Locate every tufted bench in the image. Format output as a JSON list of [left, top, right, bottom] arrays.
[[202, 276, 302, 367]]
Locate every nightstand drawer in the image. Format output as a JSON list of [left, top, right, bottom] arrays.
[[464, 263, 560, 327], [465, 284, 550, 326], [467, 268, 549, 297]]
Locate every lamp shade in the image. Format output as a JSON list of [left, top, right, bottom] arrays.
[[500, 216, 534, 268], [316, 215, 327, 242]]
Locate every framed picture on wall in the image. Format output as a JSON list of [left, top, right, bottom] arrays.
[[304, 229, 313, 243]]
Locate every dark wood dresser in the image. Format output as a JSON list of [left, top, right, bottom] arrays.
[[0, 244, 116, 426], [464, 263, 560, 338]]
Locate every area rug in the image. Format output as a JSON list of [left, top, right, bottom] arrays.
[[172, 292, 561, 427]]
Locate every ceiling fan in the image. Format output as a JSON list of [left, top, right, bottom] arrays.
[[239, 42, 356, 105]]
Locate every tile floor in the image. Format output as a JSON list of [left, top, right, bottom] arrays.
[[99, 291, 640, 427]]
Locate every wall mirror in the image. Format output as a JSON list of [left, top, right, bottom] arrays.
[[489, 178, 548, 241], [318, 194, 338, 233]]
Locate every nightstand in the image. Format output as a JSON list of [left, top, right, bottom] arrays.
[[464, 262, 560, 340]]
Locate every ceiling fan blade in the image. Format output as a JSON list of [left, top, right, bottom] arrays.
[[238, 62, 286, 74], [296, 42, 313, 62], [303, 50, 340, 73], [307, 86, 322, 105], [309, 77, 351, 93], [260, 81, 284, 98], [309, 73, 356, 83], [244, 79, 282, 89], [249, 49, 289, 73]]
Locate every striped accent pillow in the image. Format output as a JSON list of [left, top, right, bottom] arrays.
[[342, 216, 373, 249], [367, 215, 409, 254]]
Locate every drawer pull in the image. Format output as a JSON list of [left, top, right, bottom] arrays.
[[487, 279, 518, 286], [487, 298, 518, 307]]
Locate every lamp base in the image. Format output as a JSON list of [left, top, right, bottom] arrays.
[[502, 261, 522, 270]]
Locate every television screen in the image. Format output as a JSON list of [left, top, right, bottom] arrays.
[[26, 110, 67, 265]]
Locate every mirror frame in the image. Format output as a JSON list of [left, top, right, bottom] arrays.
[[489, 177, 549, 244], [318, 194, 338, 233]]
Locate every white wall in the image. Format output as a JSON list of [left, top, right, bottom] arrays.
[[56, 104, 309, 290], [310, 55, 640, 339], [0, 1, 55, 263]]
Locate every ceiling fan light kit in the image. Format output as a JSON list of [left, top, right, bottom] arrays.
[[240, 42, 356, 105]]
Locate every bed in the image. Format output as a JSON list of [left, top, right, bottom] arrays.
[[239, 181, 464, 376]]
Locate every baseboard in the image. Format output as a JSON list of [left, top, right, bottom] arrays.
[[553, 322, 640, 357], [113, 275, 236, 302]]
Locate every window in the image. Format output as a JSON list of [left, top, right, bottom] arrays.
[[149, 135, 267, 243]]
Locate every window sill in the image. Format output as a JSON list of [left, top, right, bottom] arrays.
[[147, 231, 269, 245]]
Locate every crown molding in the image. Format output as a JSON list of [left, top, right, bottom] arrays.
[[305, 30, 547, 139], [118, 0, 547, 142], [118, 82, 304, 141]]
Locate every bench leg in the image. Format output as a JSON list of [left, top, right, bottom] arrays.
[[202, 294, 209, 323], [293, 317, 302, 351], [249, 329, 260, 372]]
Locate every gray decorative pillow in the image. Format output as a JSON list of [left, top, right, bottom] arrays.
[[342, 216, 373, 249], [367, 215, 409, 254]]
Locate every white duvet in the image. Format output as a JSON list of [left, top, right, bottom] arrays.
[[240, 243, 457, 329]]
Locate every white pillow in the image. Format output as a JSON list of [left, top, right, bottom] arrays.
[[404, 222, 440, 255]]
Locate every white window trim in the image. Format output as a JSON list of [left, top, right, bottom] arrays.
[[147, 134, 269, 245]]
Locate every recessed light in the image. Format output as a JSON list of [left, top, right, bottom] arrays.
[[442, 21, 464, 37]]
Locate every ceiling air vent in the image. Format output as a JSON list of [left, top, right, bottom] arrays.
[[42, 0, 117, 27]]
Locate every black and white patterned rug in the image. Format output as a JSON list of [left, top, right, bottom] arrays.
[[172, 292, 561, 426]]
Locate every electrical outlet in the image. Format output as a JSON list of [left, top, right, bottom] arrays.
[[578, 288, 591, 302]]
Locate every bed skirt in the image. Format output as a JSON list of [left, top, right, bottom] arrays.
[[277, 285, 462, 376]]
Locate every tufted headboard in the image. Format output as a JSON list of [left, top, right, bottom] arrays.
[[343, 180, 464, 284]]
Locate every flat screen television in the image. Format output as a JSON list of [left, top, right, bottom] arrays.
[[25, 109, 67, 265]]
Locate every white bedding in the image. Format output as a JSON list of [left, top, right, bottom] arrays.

---*---

Exercise task: Rewrite all of the rows above as a numbered list, one row per item, leaving out any blank lines.

Task answer:
1. Locate every tufted bench in the image. Format output as a JSON list of [left, top, right, bottom] arrays.
2. [[202, 276, 302, 367]]
3. Locate every nightstand drawer in the image. Format output as a JSON list of [left, top, right, bottom] arrays.
4. [[464, 263, 560, 327], [465, 284, 550, 326], [467, 268, 549, 297]]
5. Locate every lamp shade in the image. Format output as a JSON list of [left, top, right, bottom] arrays.
6. [[500, 216, 534, 268], [316, 215, 327, 242]]
7. Locate every framed picture on wall in the image. Format output as a JSON list of [left, top, right, bottom] arrays.
8. [[304, 229, 313, 243]]
9. Locate every dark wood dresser in the image. Format output as a JSON list of [left, top, right, bottom] arrays.
10. [[0, 244, 116, 426], [464, 263, 560, 338]]
11. Locate every area rug in the image. Format output as a JSON list of [left, top, right, bottom] arrays.
12. [[172, 292, 561, 427]]
13. Locate every ceiling fan in the image. Format output as a JSON list of [left, top, right, bottom] arrays.
14. [[239, 42, 356, 105]]
15. Locate every tile floor in the image. Format output as a JSON list of [left, top, right, bottom] arrays.
16. [[99, 291, 640, 427]]
17. Locate every wall mirror in the image. Format output as a JSON list of [left, top, right, bottom] arrays.
18. [[489, 178, 548, 241], [318, 194, 338, 233]]
19. Locate every nightstand in the image. Format output as a JSON list of [left, top, right, bottom] arrays.
20. [[464, 262, 560, 340]]
21. Locate every ceiling fan blade in the image. Format output as a JSON list of [left, top, right, bottom] arrays.
22. [[238, 62, 286, 74], [296, 42, 313, 62], [303, 50, 340, 73], [307, 86, 322, 105], [309, 77, 351, 93], [260, 81, 284, 98], [309, 73, 356, 83], [244, 79, 282, 89], [249, 49, 289, 73]]
23. Locate every striped accent pillow in the image. Format output as a JSON list of [left, top, right, bottom] arrays.
24. [[342, 216, 373, 249], [367, 215, 409, 254]]
25. Locate every drawer pull in the image. Format output as a JSON list of [left, top, right, bottom] arrays.
26. [[487, 279, 518, 286], [487, 298, 518, 307]]
27. Locate every lamp base in the image. Format output as a JSON list of [left, top, right, bottom] arrays.
28. [[502, 261, 522, 270]]
29. Locate every television screen in the image. Format output as a JSON list of [left, top, right, bottom] arrays.
30. [[26, 110, 67, 265]]
31. Locate every mirror frame in the image. Format output as a JSON list of [left, top, right, bottom] arrays.
32. [[489, 177, 549, 244], [318, 194, 338, 233]]
33. Locate every white wall in the image. Format output as a JSON list of [left, top, right, bottom] arrays.
34. [[56, 104, 309, 290], [310, 55, 640, 339], [0, 1, 55, 263]]
35. Locate every ceiling fan light kit in the image. Format output as a JSON list of [left, top, right, bottom] arrays.
36. [[240, 42, 356, 105]]
37. Locate every bed in the image. Format output as a JSON list of [left, top, right, bottom] arrays.
38. [[239, 181, 464, 376]]
39. Locate every baseboard in the image. Format output as a JSON list of [left, top, right, bottom] arrays.
40. [[553, 322, 640, 357], [113, 275, 236, 302]]
41. Locate every window in the image. Format output as a JSON list of [left, top, right, bottom] arrays.
42. [[149, 135, 267, 243]]
43. Locate every window sill in the image. Format output as a JSON list of [left, top, right, bottom] arrays.
44. [[147, 231, 269, 245]]
45. Locate every crown molding in the image. Format output as a JSON list of [left, top, right, bottom] arrays.
46. [[305, 30, 547, 139], [118, 0, 547, 142], [118, 82, 304, 141]]
47. Locate every bench leg in the image. Format output as a JSON list of [left, top, right, bottom] arrays.
48. [[202, 294, 209, 323], [293, 317, 302, 351], [249, 329, 260, 372]]
49. Locate every gray decorative pillow in the image. Format output as a JSON list of [left, top, right, bottom] arrays.
50. [[342, 216, 373, 249], [367, 215, 409, 254]]
51. Locate every white duvet in the image. Format output as a JSON list of [left, top, right, bottom] arrays.
52. [[240, 243, 457, 329]]
53. Locate every white pillow in the image. Format output as a JSON list of [left, top, right, bottom] arrays.
54. [[404, 222, 440, 255]]
55. Locate every white window trim in the image. Format output as a JSON list of [left, top, right, bottom] arrays.
56. [[147, 134, 269, 245]]
57. Locate every recessed light in the image. Format output as a JSON list of [left, top, right, bottom] arrays.
58. [[442, 21, 464, 37]]
59. Locate every ceiling air vent in the image. Format output as a JSON list of [left, top, right, bottom] arrays.
60. [[42, 0, 117, 27]]
61. Locate every black and white patterned rug in the image. Format output as a JSON list of [left, top, right, bottom] arrays.
62. [[172, 292, 561, 426]]
63. Locate every electrical outlet in the image. Format output as a JSON list of [left, top, right, bottom] arrays.
64. [[578, 288, 591, 302]]
65. Locate every bed skirt in the image. Format output as a JSON list of [left, top, right, bottom] arrays.
66. [[277, 285, 462, 376]]
67. Locate every tufted headboard in the image. Format output as a JSON list of [left, top, right, bottom] arrays.
68. [[343, 180, 464, 284]]
69. Locate every flat screen television in the image. Format output as a JSON list of [left, top, right, bottom] arrays.
70. [[25, 109, 67, 265]]
71. Locate every white bedding in the image. Format output as a JSON list of [left, top, right, bottom] arrays.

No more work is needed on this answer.